- Tarefa proposta 1 -
Transforme em lista o parágrafo que começa com "Já no externo", do texto sobre a cultura brasileira diante das tarifas, mantendo os fatos principais.

- Trecho para leitura -
Transportando o mito para hoje, a política tarifária imposta pelos Estados Unidos da América a produtos brasileiros revela-se como um ato do Creso moderno, encarnado por Donald Trump. A confiança no poder econômico, alicerçado em largo período de hegemonia, o leva a crer que medidas protecionistas unilaterais são apenas mais uma expressão de força, sem risco de reação.
Todavia, os direitos culturais, ao expressarem a cultura nacional na sua dimensão simbólica do povo brasileiro, operam como poderosa arma da deusa Nêmesis dos tempos atuais.
Com efeito, a cultura brasileira, marcada pela diversidade, pela mestiçagem e por dinamismo próprio, tem se consolidado como patrimônio imaterial de alcance global. O samba, a bossa nova, o futebol, a literatura modernista e o cinema nacional transcendem as barreiras econômicas.
Ainda que o tarifaço limite o fluxo de mercadorias tangíveis, não pode aprisionar o simbólico da cultura. Ao contrário, quanto mais se ergue a barreira material, mais intensa tende a ser a circulação imaterial.
Nesse sentido, a resposta da cultura nacional por meio do ordenamento jurídico ao isolacionismo econômico estadunidense deve ser dupla. No plano interno, mediante o fortalecimento da consciência de artistas, intelectuais e produtores culturais, com a reafirmação da potência criativa de um país que, apesar dos desafios sociais e políticos, insiste em afirmar as suas expressões culturais.
Já no externo, a cultura deve se pautar como soft power: criar vínculos, inspirações e diálogos que escapam ao controle de governos. Ainda que impeça aviões carregados de aço ou caminhões repletos de suco de laranja e café, nada consegue restringir a difusão de uma canção de Caetano Veloso, da obra de Clarice Lispector, do talentoso trabalho do cearense Karim Aïnouz e da interpretação de Wagner Moura.
Assim, a retribuição da “Nêmesis cultural” ao “Creso norte-americano” não deverá ocorrer pela via da pura vingança, mas pela ironia histórica: quem busca conter o outro pela força do mercado termina confrontado por um fluxo simbólico que não reconhece fronteiras e acaba derrotando o opressor.
Se as tarifas pretendem limitar, a cultura expande. Se o comércio se fecha, a criação se multiplica. Nessa dinâmica, a cultura brasileira não apenas resiste, mas devolve ao mundo, inclusive aos Estados Unidos, uma lição de pluralidade, solidariedade e inventividade. E é aí que entra o papel dos direitos culturais a partir da supremacia da Constituição de 1988.

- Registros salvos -
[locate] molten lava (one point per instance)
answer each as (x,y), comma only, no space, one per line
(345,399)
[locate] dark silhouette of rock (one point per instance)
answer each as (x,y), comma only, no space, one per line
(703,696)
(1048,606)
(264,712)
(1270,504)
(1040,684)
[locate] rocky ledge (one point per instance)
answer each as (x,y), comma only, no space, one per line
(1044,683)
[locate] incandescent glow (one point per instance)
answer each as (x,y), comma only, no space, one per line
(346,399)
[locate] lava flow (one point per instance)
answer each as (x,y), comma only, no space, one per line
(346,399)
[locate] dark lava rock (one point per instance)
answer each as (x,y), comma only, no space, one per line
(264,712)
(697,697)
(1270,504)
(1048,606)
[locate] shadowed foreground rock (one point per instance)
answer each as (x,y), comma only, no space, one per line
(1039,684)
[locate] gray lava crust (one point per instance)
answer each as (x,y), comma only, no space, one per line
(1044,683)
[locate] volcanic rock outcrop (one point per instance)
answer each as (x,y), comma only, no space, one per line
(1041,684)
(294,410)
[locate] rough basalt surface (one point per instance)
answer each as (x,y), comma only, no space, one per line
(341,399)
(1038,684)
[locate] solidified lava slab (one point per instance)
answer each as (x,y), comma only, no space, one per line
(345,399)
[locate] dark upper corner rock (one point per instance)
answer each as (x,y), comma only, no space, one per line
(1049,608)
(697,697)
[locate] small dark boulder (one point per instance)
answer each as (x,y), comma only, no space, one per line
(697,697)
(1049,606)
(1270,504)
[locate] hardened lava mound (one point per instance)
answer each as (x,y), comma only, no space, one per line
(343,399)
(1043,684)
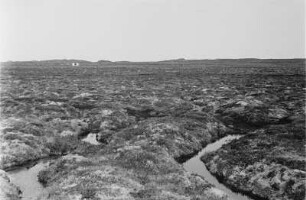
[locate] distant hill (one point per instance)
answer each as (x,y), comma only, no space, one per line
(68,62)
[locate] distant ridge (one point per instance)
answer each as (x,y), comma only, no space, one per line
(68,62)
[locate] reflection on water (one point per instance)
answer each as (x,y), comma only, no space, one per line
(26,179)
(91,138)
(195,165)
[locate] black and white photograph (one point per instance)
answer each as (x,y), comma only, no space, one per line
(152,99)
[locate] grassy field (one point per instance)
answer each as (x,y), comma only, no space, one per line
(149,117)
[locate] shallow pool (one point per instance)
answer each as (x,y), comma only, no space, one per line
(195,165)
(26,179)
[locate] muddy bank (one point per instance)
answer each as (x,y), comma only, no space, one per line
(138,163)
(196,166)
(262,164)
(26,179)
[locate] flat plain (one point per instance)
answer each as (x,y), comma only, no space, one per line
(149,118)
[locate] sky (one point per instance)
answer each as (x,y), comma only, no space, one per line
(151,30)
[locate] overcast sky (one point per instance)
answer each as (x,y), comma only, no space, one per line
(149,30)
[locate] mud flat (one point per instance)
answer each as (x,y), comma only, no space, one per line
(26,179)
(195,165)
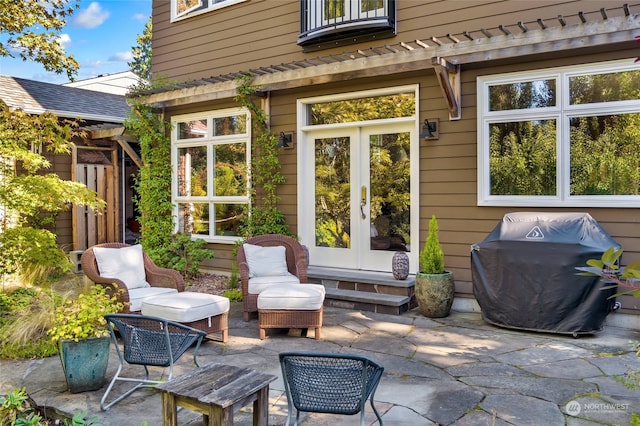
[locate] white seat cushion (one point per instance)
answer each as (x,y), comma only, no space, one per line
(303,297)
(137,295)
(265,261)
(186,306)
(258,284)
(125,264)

- Tarefa proposta 2 -
Reescreva as linhas dos registros começando na linha que contém "[locate] overcast sky" e terminando no fim dos registros, com os pedidos incluídos. Mova cada coordenada das respostas somando 55 a cada número e deixe as imagens fora da resposta.

- Resposta completa 1 -
- No plano externo, a cultura deve funcionar como soft power.
- Ela cria vínculos, inspirações e diálogos que escapam ao controle dos governos.
- Mesmo que aviões com aço ou caminhões com suco de laranja e café sejam barrados, nada restringe a difusão de:
  - uma canção de Caetano Veloso;
  - a obra de Clarice Lispector;
  - o trabalho do cearense Karim Aïnouz;
  - a interpretação de Wagner Moura.

- Resposta completa 2 -
[locate] overcast sky (one point per instance)
answer each as (x,y), comma only, no space, one per line
(204,85)
[locate] mud flat (one point per instance)
answer each as (x,y), comma only, no space, one per line
(81,234)
(250,220)
[locate] white seat cushion (one point per instance)
answer each as (x,y), comma only, no space, one per line
(358,352)
(192,350)
(320,316)
(241,361)
(313,339)
(180,319)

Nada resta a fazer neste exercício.